Boundary labeling items

= = =

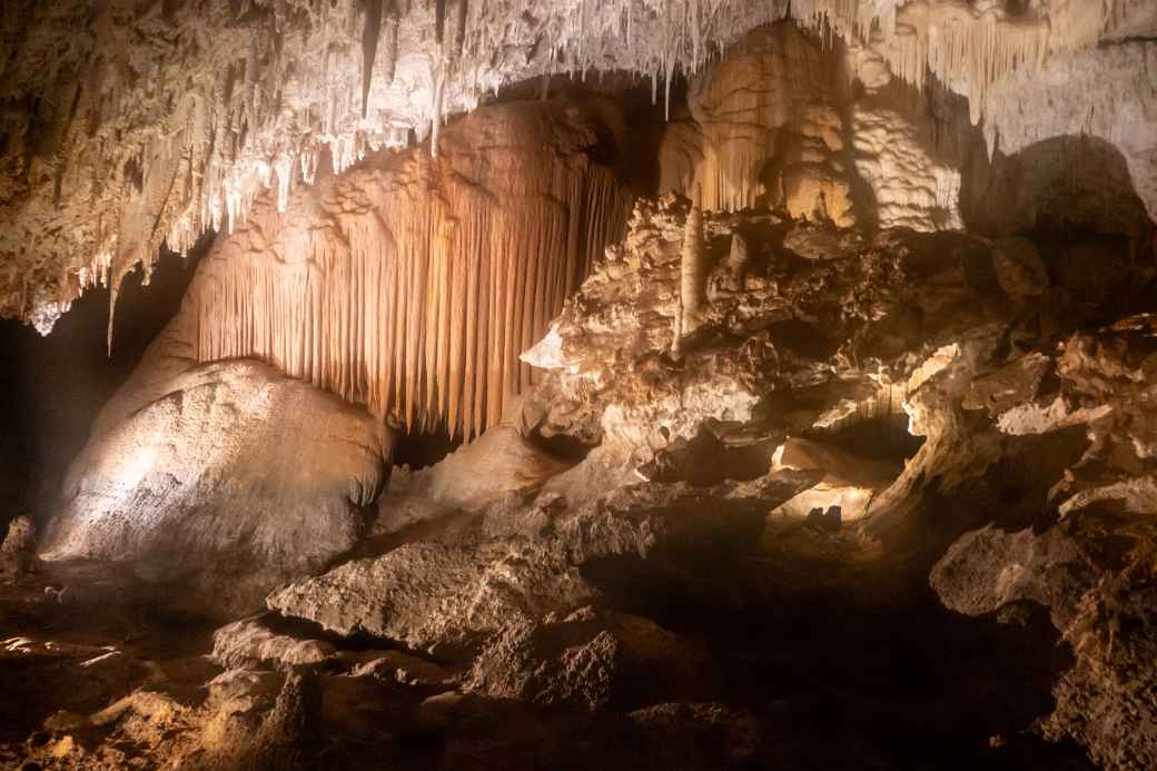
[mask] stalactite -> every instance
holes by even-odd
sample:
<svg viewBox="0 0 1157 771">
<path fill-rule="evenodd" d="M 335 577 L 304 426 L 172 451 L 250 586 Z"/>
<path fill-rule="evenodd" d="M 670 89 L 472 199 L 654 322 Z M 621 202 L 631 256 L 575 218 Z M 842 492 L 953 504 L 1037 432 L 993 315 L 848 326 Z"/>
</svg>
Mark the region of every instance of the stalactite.
<svg viewBox="0 0 1157 771">
<path fill-rule="evenodd" d="M 377 42 L 382 35 L 382 3 L 384 0 L 366 0 L 366 22 L 362 28 L 362 117 L 369 111 L 369 87 L 374 80 L 374 63 L 377 59 Z"/>
<path fill-rule="evenodd" d="M 257 357 L 414 428 L 470 438 L 498 423 L 531 384 L 518 354 L 622 232 L 629 199 L 582 153 L 489 148 L 481 163 L 460 135 L 439 160 L 333 179 L 312 208 L 265 204 L 190 289 L 197 358 Z"/>
<path fill-rule="evenodd" d="M 699 207 L 700 193 L 687 212 L 683 232 L 683 252 L 679 263 L 679 337 L 695 331 L 702 321 L 707 291 L 707 245 L 703 242 L 703 211 Z"/>
</svg>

= = =

__GIVEN PROBLEM__. Resize the records to half scale. Write out every line again, requests included, but leave out the pictures. Multiply each viewBox value and path coordinate in the answers by 0.5 and round to whole numbers, with halves rounded up. Keep the requests and their format samples as they are.

__COMPLETE OUTPUT__.
[mask] stalactite -> every instance
holes by even-odd
sample:
<svg viewBox="0 0 1157 771">
<path fill-rule="evenodd" d="M 335 577 L 304 426 L 172 451 L 250 586 Z"/>
<path fill-rule="evenodd" d="M 670 89 L 472 199 L 654 322 Z M 621 202 L 631 256 L 575 218 Z M 842 492 L 953 504 L 1037 432 L 993 315 L 848 326 Z"/>
</svg>
Mark the region of every instance of the stalactite.
<svg viewBox="0 0 579 386">
<path fill-rule="evenodd" d="M 189 21 L 191 18 L 191 2 L 192 0 L 183 0 L 183 11 L 181 14 L 181 59 L 185 56 L 185 44 L 187 40 L 187 32 L 189 30 Z"/>
<path fill-rule="evenodd" d="M 129 179 L 207 214 L 235 219 L 249 212 L 266 192 L 259 177 L 311 116 L 315 100 L 291 77 L 245 74 L 241 82 L 230 68 L 220 80 L 167 90 L 156 104 L 133 102 L 95 145 L 99 179 Z"/>
<path fill-rule="evenodd" d="M 350 104 L 350 97 L 344 106 L 342 116 L 342 126 L 340 132 L 340 169 L 348 166 L 351 161 L 354 146 L 354 123 L 352 121 L 352 106 Z"/>
</svg>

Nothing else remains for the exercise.